— START OF Passage provided —

She gets it because she always comes bearing delicious snacks. And usually a small toy or crayons in her bag for just the right moment when it's needed.

She gets it because she comes with all of the warmth and love of his parents but none of the baggage. None of the first time parent jitters and all of the understanding that most kids just have simple needs: to eat, play and sleep.

She gets it because she understands what I need too. The reassurance that my baby will be safe. And cared for.

She gets it because she's been in my shoes before. Decades ago, she was a nervous new mama too and felt the same worries. She's been exactly where we are.

She gets it because she shoos us away as we nervously say goodbye, calling out cheerfully, "Have fun, I've got this." And I know that she does.

She gets it because she will get down on the floor with him to play Legos—even though sometimes it's a little difficult to get back up.

She gets it because she will fumble around with our AppleTV—so different from her remote at home—to find him just the right video on Youtube that he's looking for.

She gets it because she diligently takes notes when we go through the multi-step bedtime routine that we've elaborately concocted, passing no judgment, and promising that she'll follow along as best as she can.

She gets it because she'll break the routine and lay next to him in bed when my son gets upset, singing softly in his ear until she sees his eyelids droop heavy and finally fall asleep.

She gets it because she'll text us to let us know when he's fallen asleep because she knows we'll be wondering.

She gets it because just like our son trusts us as his mom and dad, Grandma is his safe space. My son feels at ease with her—and that relaxes me, too.

She gets it because when we come home from our "big night out" the house will be clean. Our toddler's play table that always has some sort of sticky jelly residue on it will be spotless. The dishwasher empty. (Side note: She is my hero.)

— END OF Passage provided —

▸ Requests:
1) Answer the following questions about the essay on Grandma:
(a) Besides snacks, what does she usually carry in her bag?
(b) How does she let the parents know that their son has fallen asleep?
(c) In what condition is the toddler's play table when the parents come home?
2) Write the next few paragraphs of the essay on Grandma, picking up immediately after its final sentence.
The material placed after this text is not needed.

— START OF Provided records —

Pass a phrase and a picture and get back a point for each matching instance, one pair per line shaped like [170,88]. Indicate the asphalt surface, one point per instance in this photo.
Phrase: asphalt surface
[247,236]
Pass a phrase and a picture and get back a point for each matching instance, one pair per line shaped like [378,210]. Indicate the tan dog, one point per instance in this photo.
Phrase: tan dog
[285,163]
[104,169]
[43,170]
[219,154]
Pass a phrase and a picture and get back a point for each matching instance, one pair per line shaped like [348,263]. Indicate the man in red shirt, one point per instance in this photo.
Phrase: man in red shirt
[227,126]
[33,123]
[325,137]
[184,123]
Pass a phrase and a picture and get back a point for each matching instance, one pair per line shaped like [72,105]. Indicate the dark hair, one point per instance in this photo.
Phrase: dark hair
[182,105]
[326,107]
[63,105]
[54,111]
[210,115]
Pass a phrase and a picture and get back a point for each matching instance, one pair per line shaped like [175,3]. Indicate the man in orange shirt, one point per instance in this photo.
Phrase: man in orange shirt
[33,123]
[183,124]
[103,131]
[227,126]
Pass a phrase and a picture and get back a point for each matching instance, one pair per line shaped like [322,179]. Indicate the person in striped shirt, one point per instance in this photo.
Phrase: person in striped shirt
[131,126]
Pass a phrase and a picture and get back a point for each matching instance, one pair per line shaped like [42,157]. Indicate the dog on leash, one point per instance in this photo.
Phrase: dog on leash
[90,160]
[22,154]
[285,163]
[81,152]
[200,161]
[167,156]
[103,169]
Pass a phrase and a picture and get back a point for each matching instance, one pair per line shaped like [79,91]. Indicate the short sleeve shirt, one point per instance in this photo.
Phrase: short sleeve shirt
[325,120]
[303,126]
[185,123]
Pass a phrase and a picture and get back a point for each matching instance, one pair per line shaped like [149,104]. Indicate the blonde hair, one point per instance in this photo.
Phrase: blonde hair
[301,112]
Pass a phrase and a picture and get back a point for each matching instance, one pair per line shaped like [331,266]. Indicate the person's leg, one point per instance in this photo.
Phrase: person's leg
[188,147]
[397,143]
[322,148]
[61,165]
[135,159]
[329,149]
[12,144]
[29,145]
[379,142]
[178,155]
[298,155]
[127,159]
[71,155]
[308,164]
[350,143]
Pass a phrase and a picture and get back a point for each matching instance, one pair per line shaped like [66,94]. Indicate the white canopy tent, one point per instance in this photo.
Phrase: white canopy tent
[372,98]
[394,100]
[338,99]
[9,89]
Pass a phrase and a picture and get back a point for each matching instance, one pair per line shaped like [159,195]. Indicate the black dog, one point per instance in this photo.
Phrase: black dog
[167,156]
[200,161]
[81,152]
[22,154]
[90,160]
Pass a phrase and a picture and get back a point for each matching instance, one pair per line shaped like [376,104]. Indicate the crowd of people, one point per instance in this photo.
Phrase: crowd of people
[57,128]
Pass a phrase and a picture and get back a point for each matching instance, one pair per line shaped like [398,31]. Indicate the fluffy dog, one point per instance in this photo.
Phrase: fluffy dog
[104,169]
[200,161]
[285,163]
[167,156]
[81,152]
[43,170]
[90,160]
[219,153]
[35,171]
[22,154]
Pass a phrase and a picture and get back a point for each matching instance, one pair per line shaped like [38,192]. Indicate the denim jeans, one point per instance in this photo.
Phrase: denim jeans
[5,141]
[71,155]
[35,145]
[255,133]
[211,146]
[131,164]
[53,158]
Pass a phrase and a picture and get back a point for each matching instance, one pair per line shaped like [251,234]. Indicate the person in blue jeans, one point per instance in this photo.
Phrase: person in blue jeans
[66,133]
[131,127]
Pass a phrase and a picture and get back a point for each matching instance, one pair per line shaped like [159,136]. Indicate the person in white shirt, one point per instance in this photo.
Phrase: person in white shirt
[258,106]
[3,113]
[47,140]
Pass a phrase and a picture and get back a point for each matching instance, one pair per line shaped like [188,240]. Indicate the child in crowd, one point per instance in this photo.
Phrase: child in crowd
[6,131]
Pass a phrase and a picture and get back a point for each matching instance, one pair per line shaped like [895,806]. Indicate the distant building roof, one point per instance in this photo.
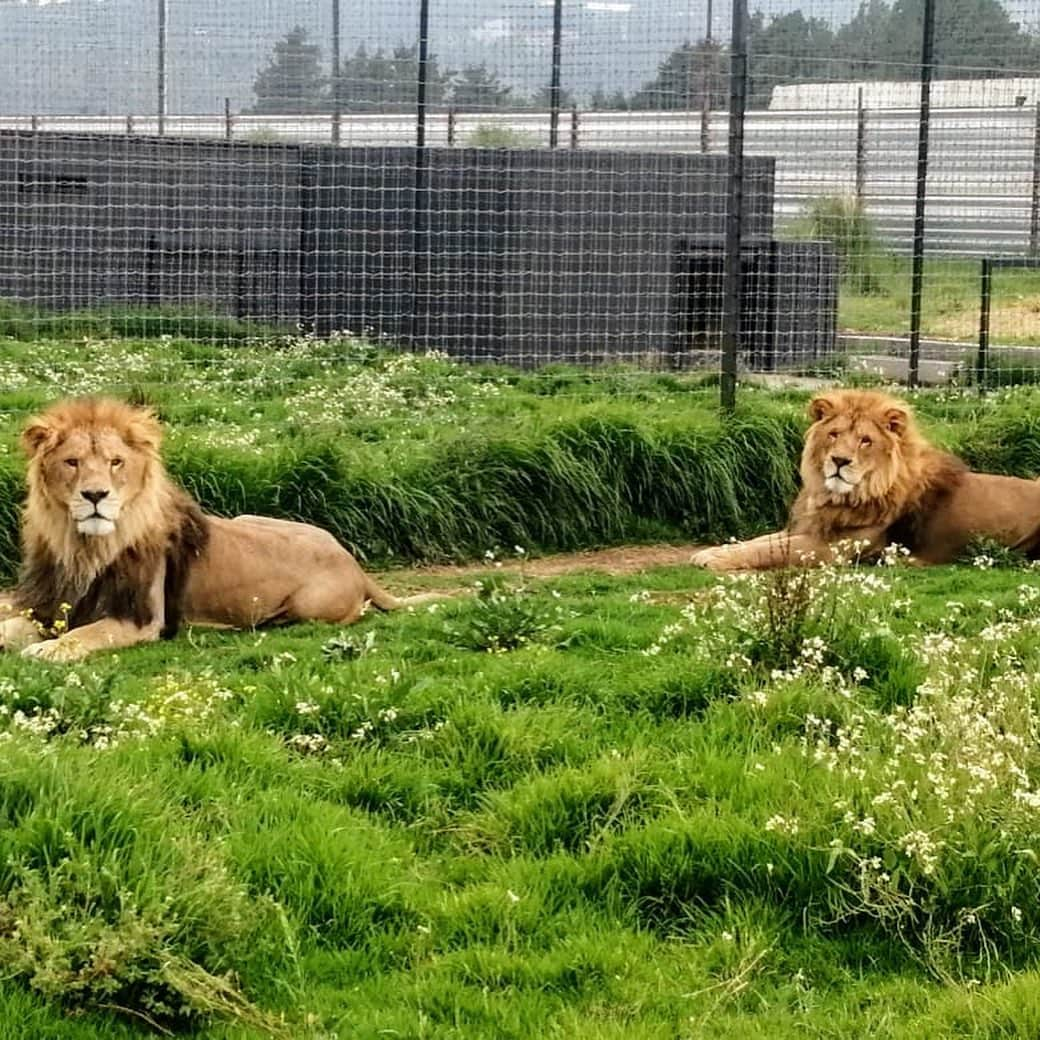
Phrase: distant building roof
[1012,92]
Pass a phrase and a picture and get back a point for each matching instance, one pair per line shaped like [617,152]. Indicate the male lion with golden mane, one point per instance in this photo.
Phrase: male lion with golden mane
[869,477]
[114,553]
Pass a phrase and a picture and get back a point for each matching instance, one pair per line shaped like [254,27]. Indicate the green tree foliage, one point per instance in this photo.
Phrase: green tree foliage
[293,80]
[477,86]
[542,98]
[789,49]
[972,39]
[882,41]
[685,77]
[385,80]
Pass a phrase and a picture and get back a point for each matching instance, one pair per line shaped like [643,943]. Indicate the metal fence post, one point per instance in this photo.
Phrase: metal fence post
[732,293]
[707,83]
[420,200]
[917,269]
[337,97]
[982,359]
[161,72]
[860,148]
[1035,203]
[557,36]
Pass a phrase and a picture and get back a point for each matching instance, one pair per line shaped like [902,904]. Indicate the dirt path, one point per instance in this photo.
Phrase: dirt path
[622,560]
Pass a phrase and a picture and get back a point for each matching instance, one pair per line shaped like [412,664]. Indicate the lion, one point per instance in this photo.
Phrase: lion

— END OF Provided records —
— START OF Provided records —

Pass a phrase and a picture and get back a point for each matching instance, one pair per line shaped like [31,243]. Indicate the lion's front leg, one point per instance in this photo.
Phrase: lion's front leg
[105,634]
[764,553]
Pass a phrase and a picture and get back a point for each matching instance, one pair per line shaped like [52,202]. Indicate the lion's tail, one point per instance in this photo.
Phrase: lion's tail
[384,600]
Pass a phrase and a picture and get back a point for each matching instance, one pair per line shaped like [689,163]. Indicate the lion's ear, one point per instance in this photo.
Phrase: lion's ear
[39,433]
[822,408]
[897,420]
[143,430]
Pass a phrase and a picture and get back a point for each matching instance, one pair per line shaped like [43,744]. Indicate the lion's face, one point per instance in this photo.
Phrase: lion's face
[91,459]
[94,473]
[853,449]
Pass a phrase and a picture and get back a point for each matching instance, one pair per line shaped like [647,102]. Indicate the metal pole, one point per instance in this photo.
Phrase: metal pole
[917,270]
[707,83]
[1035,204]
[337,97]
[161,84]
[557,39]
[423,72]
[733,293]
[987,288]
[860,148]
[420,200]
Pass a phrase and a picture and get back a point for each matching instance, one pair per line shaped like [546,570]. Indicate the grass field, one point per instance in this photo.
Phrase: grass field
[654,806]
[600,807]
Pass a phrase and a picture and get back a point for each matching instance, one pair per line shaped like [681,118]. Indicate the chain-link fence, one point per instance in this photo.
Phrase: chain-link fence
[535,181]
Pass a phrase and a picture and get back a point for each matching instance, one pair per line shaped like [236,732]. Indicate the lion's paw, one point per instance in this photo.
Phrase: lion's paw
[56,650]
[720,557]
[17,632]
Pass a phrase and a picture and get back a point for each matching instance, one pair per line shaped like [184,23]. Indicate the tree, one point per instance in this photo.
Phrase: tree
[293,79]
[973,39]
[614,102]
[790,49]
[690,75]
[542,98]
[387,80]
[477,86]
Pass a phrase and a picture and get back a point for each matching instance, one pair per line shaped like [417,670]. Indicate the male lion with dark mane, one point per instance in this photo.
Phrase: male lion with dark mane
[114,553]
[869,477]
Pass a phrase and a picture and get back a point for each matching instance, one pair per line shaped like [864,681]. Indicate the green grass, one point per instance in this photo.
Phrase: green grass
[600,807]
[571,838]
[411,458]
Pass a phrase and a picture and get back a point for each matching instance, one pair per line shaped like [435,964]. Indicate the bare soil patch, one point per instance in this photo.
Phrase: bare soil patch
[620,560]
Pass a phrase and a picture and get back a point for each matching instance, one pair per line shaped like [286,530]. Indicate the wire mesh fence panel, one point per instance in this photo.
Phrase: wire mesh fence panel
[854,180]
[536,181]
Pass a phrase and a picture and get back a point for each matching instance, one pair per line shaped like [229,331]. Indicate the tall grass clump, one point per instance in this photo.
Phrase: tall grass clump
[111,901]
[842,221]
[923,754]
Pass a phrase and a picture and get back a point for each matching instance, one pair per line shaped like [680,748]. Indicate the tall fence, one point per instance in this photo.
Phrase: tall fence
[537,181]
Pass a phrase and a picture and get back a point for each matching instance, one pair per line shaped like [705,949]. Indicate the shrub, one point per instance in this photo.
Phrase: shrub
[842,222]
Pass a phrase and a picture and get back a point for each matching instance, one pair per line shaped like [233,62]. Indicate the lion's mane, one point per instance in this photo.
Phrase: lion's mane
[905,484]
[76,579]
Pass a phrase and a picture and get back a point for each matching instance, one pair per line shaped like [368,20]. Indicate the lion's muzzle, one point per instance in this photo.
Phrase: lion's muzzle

— END OF Provided records —

▸ Response list:
1)
(a) A small toy or crayons.
(b) She texts them.
(c) It is spotless.

2)
She gets it because she shows up whenever we ask. Even when it means having to rearrange her schedule. Even when it means she has to sleep in our home instead of her own.

She gets it because even though she has her own life, she makes sure to be as involved in ours as she can. But that doesn't mean she gives unsolicited advice. It means that she's there. She comes to us or lets us come to her. Whenever we need her.

She gets it because she takes care of us, too. She's there to chat with at the end of a long day. To commiserate on how hard motherhood and working and life can be, but to also gently remind me, "These are the best days."

After every time Grandma comes over, she always leaves a family that feels so content. Fulfilled by her presence. The caretaking and nourishment (mental and food-wise) and warmth that accompanies her.

We know this is a privilege. We know we're beyond lucky that she is present and wants to be involved and gets it. We know that sometimes life doesn't work out like this and sometimes Grandma lives far away or is no longer here, or just doesn't get it. So we hold on. And appreciate every moment.

As Grandma leaves, I hug her tight and tell her, "I can't thank you enough. We couldn't have done this without you." Because we can't. And we wouldn't want to.